┌─ DATA TO PROCESS

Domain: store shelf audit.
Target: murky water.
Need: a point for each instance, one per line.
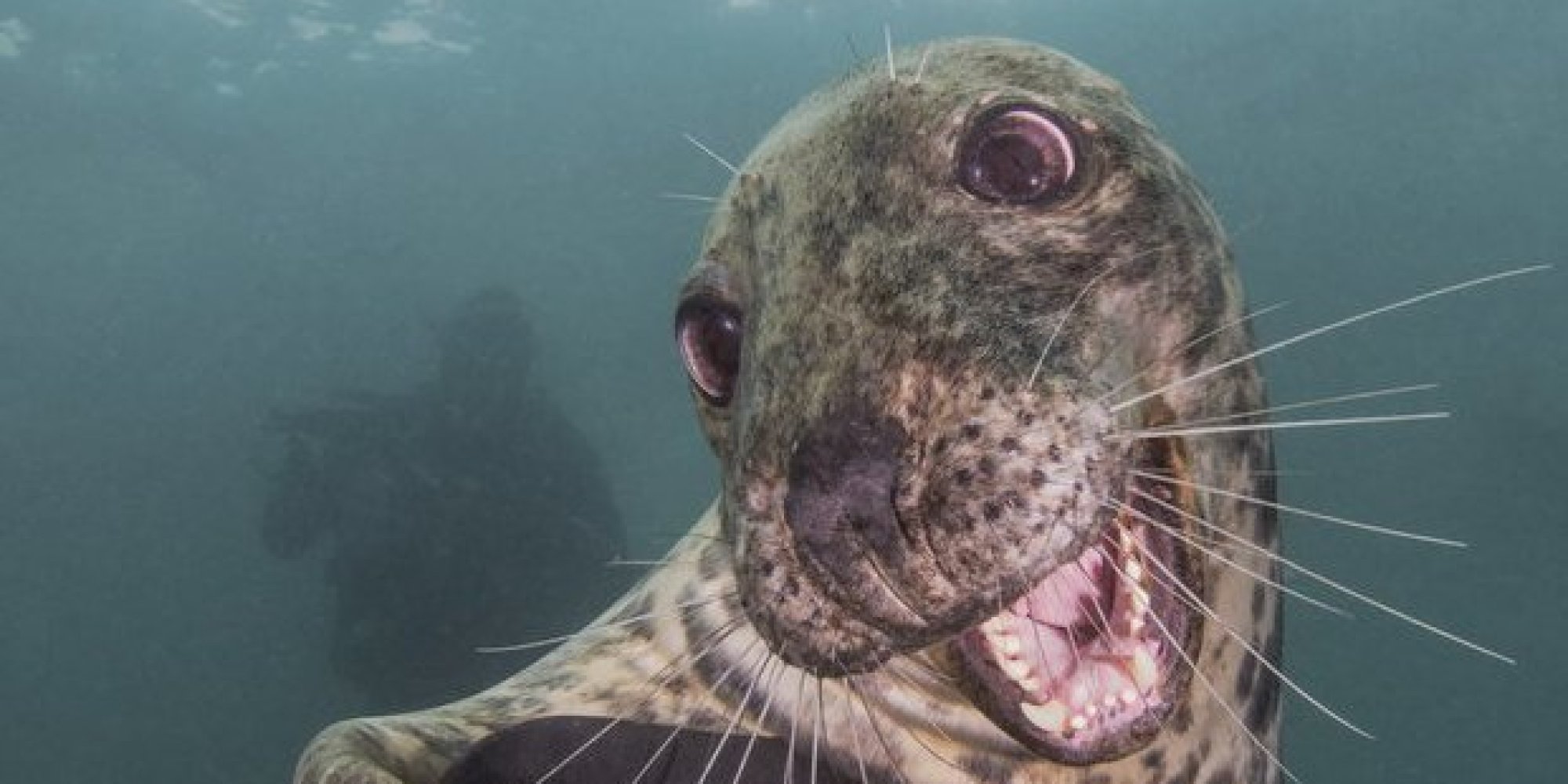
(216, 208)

└─
┌─ DATA TO PROCESS

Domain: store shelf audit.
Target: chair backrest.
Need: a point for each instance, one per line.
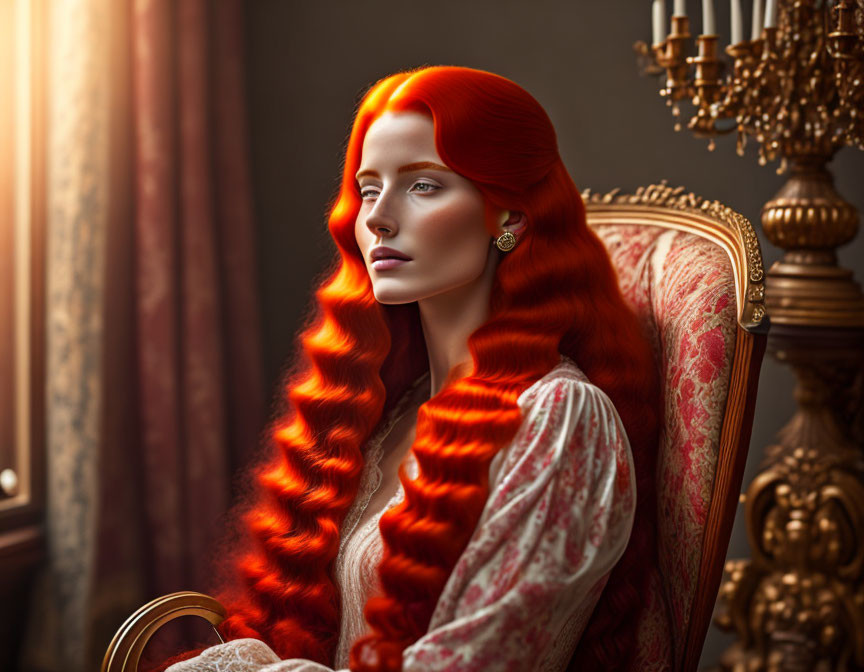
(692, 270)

└─

Pull out each line of the material above that contains the word "Target".

## WRITTEN ANSWER
Target: murky water.
Target: chair backrest.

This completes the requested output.